(Location identification entries)
◆ ◆ ◆ ◆ ◆
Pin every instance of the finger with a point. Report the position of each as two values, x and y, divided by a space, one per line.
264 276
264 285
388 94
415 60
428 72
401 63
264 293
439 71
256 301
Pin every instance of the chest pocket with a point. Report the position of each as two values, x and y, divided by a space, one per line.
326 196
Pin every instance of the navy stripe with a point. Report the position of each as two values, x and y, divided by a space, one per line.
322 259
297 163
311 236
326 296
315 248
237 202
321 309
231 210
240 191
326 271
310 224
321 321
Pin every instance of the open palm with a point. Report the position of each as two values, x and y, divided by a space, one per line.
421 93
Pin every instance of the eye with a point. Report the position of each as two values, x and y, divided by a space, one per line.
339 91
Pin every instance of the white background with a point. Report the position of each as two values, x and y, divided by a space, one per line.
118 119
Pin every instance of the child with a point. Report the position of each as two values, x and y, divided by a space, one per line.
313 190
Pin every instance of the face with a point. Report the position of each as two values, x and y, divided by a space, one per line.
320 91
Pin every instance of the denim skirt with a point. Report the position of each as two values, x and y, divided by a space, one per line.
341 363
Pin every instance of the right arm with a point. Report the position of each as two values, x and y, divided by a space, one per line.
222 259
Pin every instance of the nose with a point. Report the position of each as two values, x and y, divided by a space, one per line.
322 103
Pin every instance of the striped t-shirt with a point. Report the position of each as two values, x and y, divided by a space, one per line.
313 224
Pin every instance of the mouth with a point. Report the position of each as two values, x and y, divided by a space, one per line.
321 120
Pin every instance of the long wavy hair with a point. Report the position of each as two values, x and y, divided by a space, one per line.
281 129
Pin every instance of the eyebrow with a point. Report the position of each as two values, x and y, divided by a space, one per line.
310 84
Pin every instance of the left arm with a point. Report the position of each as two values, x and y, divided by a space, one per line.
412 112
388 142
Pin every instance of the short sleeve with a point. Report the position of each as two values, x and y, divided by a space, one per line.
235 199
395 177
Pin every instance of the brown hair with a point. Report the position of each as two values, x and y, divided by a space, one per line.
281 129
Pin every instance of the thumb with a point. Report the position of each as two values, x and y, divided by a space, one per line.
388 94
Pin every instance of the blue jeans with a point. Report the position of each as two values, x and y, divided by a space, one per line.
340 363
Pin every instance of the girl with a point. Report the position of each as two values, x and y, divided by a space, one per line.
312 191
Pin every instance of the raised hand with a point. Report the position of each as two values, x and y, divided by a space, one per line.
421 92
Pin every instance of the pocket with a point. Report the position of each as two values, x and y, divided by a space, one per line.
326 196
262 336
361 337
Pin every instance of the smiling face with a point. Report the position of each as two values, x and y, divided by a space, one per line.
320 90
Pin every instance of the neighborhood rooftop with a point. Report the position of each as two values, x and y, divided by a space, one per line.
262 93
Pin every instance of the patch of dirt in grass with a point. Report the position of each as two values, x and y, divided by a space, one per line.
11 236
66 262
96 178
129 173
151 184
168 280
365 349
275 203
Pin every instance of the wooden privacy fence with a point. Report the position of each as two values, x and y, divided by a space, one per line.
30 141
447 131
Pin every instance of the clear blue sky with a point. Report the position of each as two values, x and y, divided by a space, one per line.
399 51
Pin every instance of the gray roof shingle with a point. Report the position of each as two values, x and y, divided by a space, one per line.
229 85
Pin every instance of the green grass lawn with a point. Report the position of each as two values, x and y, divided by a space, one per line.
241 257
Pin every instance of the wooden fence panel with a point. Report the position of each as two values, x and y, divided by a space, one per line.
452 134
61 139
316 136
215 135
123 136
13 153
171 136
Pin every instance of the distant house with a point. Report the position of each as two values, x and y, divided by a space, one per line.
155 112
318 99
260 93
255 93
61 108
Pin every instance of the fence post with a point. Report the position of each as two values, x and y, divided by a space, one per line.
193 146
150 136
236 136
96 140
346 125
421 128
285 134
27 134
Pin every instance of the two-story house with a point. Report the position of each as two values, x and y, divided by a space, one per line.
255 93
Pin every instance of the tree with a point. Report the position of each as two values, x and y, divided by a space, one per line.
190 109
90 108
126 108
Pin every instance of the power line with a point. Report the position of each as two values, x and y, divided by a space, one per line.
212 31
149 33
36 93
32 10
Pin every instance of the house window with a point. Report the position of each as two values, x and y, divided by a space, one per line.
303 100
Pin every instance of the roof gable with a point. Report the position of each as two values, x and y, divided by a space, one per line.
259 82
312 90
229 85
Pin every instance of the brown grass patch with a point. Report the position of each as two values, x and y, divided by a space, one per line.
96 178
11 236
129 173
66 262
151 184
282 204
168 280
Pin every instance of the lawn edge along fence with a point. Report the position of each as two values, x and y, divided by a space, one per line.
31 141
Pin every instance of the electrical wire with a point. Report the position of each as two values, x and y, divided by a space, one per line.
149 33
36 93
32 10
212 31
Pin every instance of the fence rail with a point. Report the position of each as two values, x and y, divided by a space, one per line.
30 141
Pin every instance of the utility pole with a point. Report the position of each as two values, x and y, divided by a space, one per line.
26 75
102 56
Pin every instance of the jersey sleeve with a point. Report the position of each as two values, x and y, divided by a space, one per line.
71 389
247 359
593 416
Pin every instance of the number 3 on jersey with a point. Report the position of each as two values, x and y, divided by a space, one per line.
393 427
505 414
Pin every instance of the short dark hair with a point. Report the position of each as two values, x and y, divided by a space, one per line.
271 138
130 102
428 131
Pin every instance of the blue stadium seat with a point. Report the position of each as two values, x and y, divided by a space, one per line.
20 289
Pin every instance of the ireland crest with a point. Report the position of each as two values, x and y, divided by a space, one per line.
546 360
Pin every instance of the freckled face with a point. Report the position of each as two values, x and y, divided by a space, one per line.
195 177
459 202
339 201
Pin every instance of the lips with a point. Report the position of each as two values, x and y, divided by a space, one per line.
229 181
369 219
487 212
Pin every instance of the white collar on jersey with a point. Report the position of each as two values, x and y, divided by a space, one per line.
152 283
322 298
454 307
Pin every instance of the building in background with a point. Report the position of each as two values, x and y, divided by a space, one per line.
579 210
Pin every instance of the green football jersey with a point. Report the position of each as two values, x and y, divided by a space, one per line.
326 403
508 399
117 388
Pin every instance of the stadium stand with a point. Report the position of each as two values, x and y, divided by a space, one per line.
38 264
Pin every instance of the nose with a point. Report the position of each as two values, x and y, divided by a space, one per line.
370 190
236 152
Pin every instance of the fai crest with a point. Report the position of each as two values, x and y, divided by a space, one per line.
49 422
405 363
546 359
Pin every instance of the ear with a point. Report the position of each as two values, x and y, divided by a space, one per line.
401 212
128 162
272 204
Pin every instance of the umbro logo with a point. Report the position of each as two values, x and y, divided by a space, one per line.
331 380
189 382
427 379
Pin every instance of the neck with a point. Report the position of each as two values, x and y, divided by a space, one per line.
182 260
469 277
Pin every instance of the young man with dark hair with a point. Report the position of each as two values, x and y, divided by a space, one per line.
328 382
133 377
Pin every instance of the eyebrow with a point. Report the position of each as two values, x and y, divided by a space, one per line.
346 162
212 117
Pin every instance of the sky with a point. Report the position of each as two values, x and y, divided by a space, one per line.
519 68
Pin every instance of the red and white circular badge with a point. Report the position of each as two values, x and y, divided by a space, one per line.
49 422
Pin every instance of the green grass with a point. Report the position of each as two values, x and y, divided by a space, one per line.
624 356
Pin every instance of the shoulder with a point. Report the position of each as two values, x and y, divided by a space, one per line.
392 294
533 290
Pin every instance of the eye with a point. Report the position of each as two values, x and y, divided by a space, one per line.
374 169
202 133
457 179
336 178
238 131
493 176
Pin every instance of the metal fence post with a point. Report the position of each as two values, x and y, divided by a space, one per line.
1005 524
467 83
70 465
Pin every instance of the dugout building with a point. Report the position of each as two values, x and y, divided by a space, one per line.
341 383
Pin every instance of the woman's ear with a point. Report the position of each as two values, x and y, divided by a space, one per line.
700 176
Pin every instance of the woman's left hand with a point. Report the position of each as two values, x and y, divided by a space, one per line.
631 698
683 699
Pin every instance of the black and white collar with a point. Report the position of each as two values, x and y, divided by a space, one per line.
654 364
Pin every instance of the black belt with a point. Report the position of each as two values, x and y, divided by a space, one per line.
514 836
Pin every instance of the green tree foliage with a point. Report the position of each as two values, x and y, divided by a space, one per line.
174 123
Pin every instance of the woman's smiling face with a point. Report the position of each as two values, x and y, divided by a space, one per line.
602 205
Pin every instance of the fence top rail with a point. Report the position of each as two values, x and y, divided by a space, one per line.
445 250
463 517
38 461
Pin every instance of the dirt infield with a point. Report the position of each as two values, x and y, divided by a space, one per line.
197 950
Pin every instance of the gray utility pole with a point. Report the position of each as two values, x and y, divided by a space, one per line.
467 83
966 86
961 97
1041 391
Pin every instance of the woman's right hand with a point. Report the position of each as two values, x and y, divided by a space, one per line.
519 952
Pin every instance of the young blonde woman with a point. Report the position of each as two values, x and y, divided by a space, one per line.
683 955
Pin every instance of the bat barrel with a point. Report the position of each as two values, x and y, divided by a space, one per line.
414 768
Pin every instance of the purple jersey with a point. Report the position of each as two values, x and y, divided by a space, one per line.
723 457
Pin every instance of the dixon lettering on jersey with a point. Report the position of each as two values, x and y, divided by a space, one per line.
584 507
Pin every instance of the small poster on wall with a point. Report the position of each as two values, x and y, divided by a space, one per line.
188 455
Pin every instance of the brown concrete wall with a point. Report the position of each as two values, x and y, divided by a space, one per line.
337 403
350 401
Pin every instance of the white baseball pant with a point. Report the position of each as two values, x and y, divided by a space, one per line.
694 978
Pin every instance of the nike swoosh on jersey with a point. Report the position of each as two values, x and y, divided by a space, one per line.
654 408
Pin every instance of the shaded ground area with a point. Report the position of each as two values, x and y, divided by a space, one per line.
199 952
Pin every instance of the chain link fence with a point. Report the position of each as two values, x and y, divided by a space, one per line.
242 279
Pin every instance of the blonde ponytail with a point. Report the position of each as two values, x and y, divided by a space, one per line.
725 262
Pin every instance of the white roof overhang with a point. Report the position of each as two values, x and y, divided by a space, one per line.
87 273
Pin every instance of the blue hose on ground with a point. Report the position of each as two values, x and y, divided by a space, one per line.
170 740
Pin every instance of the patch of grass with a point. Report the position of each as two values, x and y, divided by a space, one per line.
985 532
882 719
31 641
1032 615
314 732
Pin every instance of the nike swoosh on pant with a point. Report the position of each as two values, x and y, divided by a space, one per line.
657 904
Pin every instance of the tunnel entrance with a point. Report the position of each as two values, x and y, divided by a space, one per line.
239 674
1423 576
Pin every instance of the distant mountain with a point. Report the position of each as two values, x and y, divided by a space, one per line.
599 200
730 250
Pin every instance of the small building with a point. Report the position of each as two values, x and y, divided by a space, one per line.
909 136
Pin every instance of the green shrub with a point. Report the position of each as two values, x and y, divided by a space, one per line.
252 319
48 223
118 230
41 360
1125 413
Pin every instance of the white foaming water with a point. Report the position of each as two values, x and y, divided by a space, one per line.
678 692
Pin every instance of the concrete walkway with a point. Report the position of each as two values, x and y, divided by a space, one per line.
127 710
◆ ◆ ◆ ◆ ◆
* _JOB_: Print only the lines from the one with "Pin every instance of the white roof" to the end of the records, both included.

* _TASK OUTPUT_:
Pin every instance of the white roof overhang with a point. Report the position of each as two values, x and y, divided by a space, one per line.
87 273
Pin every instance of the blue hose on ground with a point. Report the position of each as two values, x and y, divided by a space, one per line.
170 740
Pin every instance of the patch of grass with a point. Report the position of each as two values, x and y, divided by a space, one per line.
985 532
882 719
31 641
1032 615
314 732
Pin every instance of the nike swoosh on pant with a point. Report the position of each as two values, x and y, divided by a space, one per line.
657 904
Pin every instance of the tunnel entrance with a point. Report the position of each as two values, x and y, divided by a space, one per line.
239 674
1423 576
Pin every instance of the distant mountain with a point. Report the position of each as two values, x and y, divided by a space, one per line.
599 200
730 250
Pin every instance of the small building with a point. Report the position of each as two values, x and y, divided by a space, one per line.
909 136
Pin every instance of the green shrub with a point. Report the position of each as two values, x and y, divided by a space, one per line.
252 319
48 223
118 230
41 360
1125 413
Pin every instance of the white foaming water with a point. Report the position of each as two values, x and y, divided by a space, one per line.
678 692
Pin every instance of the concrete walkway with a point. Report the position of each as two values, x and y, divided by a space, one per line.
127 710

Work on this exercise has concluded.